[Records from a data source]
• • • • •

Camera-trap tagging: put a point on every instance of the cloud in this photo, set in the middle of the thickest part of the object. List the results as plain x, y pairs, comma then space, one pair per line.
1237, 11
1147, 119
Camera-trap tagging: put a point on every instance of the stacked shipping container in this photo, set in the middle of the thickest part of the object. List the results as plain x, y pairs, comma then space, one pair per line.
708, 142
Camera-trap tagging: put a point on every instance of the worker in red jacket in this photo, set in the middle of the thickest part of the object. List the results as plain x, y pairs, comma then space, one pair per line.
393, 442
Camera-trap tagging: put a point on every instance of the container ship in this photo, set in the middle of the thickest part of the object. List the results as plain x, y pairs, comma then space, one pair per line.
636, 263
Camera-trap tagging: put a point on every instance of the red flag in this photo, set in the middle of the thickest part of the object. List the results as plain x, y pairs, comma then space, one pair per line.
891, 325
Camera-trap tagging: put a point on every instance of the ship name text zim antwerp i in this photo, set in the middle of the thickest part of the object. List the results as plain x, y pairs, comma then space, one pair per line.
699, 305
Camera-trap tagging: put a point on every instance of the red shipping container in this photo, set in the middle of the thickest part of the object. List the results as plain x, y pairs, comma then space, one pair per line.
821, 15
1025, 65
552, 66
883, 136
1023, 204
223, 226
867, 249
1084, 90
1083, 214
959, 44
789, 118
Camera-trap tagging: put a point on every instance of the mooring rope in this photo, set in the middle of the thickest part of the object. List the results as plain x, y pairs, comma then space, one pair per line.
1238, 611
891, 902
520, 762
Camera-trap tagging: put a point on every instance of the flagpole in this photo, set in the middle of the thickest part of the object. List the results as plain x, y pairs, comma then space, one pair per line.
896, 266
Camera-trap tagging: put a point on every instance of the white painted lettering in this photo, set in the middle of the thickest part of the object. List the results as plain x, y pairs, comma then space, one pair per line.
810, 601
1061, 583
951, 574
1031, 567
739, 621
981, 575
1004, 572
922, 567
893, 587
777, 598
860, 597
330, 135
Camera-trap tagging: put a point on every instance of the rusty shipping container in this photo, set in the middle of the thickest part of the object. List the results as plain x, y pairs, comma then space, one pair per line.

• • • • •

SHORT PROBLEM
Only the lines from the one containing "Camera-trap tagging: put a point on every instance of the white" to the end of the listing belong in the output, each reproduced exactly.

ANSWER TO THE TASK
Camera-trap tagging: put a point on every instance of the white painted lettering in this photo, set in the middle of the thickest part of the object. List the results as plain x, y pairs, comma then space, one pair per line.
810, 601
1061, 583
951, 574
1031, 567
739, 621
981, 575
1004, 572
922, 567
893, 587
777, 598
860, 597
330, 135
Camera-trap tagging: put a point on every instance of the rusty shipping container in this photo, set in the middle of the thickest part of the object. List the results as plain x, y pairs, comma then space, one pair per line.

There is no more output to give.